[RECORDS FOR PROCESSING Boundary: Start]

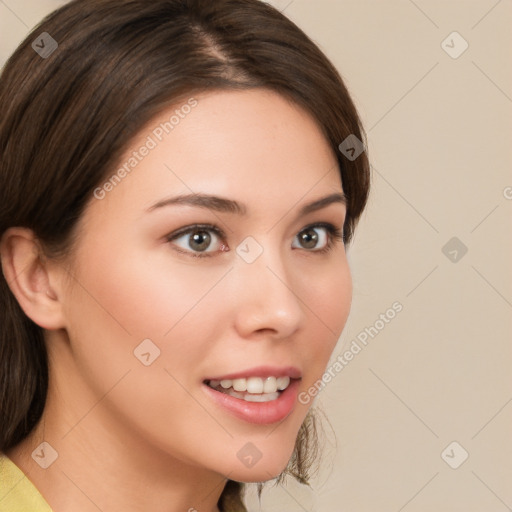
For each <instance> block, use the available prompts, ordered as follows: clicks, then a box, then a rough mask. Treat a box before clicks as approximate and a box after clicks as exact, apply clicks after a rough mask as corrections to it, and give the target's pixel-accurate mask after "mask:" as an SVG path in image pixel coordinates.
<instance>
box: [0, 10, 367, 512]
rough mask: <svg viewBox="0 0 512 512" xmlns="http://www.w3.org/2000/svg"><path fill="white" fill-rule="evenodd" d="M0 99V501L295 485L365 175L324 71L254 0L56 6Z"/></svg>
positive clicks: (343, 280)
mask: <svg viewBox="0 0 512 512" xmlns="http://www.w3.org/2000/svg"><path fill="white" fill-rule="evenodd" d="M0 108H1V111H2V116H1V117H0V155H1V159H0V205H1V206H0V236H1V243H0V253H1V262H2V270H3V275H2V277H1V280H0V297H1V299H0V300H1V309H0V452H1V453H2V455H1V456H0V509H1V510H3V511H4V510H5V511H10V512H12V511H18V510H31V511H42V510H45V511H48V510H53V511H54V512H61V511H67V510H73V511H74V512H83V511H89V510H95V511H97V510H103V511H118V510H123V511H127V512H128V511H142V510H144V511H147V510H158V511H187V510H188V511H194V510H197V511H201V512H202V511H205V512H212V511H225V512H234V511H237V512H238V511H242V510H245V506H244V505H243V501H242V491H243V484H242V482H264V481H267V480H271V479H274V478H276V477H277V478H278V481H280V480H281V479H282V478H283V477H284V476H285V475H287V474H290V475H293V476H295V477H296V478H297V479H299V480H300V481H301V482H307V479H308V470H309V465H310V462H311V459H312V457H313V455H314V453H312V451H311V450H312V448H314V446H315V422H314V415H313V414H312V410H310V407H311V400H309V399H305V398H307V397H310V398H311V397H312V396H313V395H314V389H315V387H314V383H315V382H317V381H318V379H320V378H321V377H322V374H323V372H324V370H325V367H326V365H327V363H328V360H329V357H330V355H331V353H332V351H333V349H334V346H335V344H336V342H337V340H338V337H339V335H340V333H341V331H342V330H343V327H344V324H345V322H346V319H347V315H348V313H349V309H350V301H351V279H350V271H349V268H348V264H347V258H346V254H345V250H346V247H347V245H348V244H349V242H350V240H351V238H352V235H353V231H354V227H355V225H356V222H357V220H358V218H359V216H360V214H361V212H362V210H363V208H364V206H365V203H366V199H367V195H368V187H369V164H368V159H367V155H366V153H365V152H364V151H361V147H363V146H362V144H363V141H364V134H363V131H362V127H361V123H360V120H359V117H358V115H357V112H356V109H355V107H354V105H353V102H352V101H351V99H350V96H349V94H348V92H347V89H346V88H345V86H344V84H343V82H342V79H341V78H340V76H339V74H338V73H337V71H336V70H335V69H334V67H333V66H332V64H331V63H330V62H329V61H328V60H327V58H326V57H325V56H324V55H323V54H322V53H321V51H320V50H319V49H318V48H317V46H316V45H315V44H313V43H312V42H311V40H310V39H308V37H307V36H306V35H305V34H304V33H303V32H302V31H301V30H300V29H299V28H297V26H296V25H294V24H293V23H292V22H291V21H289V20H288V19H287V18H286V17H285V16H283V15H282V14H281V13H280V12H279V11H277V10H276V9H274V8H272V7H271V6H269V5H267V4H265V3H263V2H260V1H258V0H216V1H211V0H152V1H151V2H147V1H145V0H124V1H119V0H75V1H72V2H70V3H69V4H67V5H65V6H63V7H62V8H60V9H59V10H57V11H55V12H54V13H53V14H51V15H50V16H49V17H47V18H46V19H45V20H44V21H43V22H42V23H41V24H40V25H39V26H38V27H37V28H36V29H35V30H34V31H33V32H32V33H31V34H30V35H29V36H28V37H27V39H26V40H25V41H24V42H23V43H22V44H21V45H20V47H19V48H18V49H17V50H16V52H15V53H14V54H13V55H12V57H11V58H10V59H9V61H8V62H7V64H6V66H5V68H4V70H3V73H2V76H1V79H0ZM358 144H360V145H361V146H358ZM340 145H341V146H340ZM339 147H341V148H342V149H343V151H340V149H339ZM299 397H300V399H299Z"/></svg>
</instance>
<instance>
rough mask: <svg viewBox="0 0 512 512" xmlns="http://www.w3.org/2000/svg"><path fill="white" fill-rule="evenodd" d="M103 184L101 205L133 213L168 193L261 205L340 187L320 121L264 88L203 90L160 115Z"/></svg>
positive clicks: (328, 146) (129, 149)
mask: <svg viewBox="0 0 512 512" xmlns="http://www.w3.org/2000/svg"><path fill="white" fill-rule="evenodd" d="M116 174H117V176H114V175H116ZM109 178H114V179H109ZM109 183H110V185H111V186H108V185H109ZM102 185H107V187H106V188H107V189H108V191H107V193H106V194H105V198H104V199H103V200H102V201H101V203H102V205H101V208H121V209H123V208H124V209H126V208H130V209H131V210H132V211H134V212H135V211H140V210H142V209H145V208H147V207H148V206H149V205H150V204H152V203H154V202H155V201H157V200H158V199H160V198H162V197H164V196H165V195H166V194H173V193H179V194H184V193H187V194H188V193H191V192H208V193H210V194H218V195H222V196H227V197H228V196H229V197H232V198H233V199H238V200H241V201H243V202H246V203H258V204H262V201H264V202H266V203H269V202H276V201H277V202H279V201H282V199H283V196H286V197H289V198H290V200H293V201H295V202H296V201H298V200H299V199H300V198H301V197H303V196H305V195H307V194H308V193H310V192H311V193H314V189H317V190H318V189H321V190H319V193H321V192H326V191H327V192H329V191H331V192H332V191H333V190H341V181H340V176H339V170H338V163H337V160H336V157H335V155H334V152H333V150H332V148H331V147H330V145H329V143H328V141H327V140H326V139H325V137H324V135H323V133H322V131H321V129H320V128H319V126H318V125H317V122H316V121H315V120H314V119H313V117H312V116H310V115H309V114H308V113H307V112H306V111H305V110H303V109H302V108H300V107H299V106H297V105H296V104H294V103H292V102H290V101H289V100H287V99H286V98H284V97H283V96H281V95H279V94H277V93H275V92H273V91H269V90H265V89H252V90H247V91H215V92H208V93H205V94H201V95H195V96H191V97H189V98H185V99H183V100H182V102H181V103H177V104H175V105H174V106H172V107H170V108H168V109H166V110H164V111H162V112H160V113H159V114H158V115H157V116H156V117H155V118H153V119H152V120H151V122H149V123H148V124H147V125H146V126H145V127H144V128H143V129H142V130H141V131H140V132H139V134H138V135H137V136H136V137H135V138H134V139H133V141H132V142H131V144H130V147H129V148H128V149H127V151H126V152H125V154H124V155H123V156H122V158H121V160H120V161H119V162H118V163H117V166H116V167H115V168H114V169H112V172H111V173H110V174H109V175H107V177H106V179H105V181H104V182H102V184H100V186H102Z"/></svg>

[RECORDS FOR PROCESSING Boundary: End]

- WHAT TO DO:
Among the lines of the entries, count those containing the string "instance" and give only the number.

- RESPONSE AREA:
4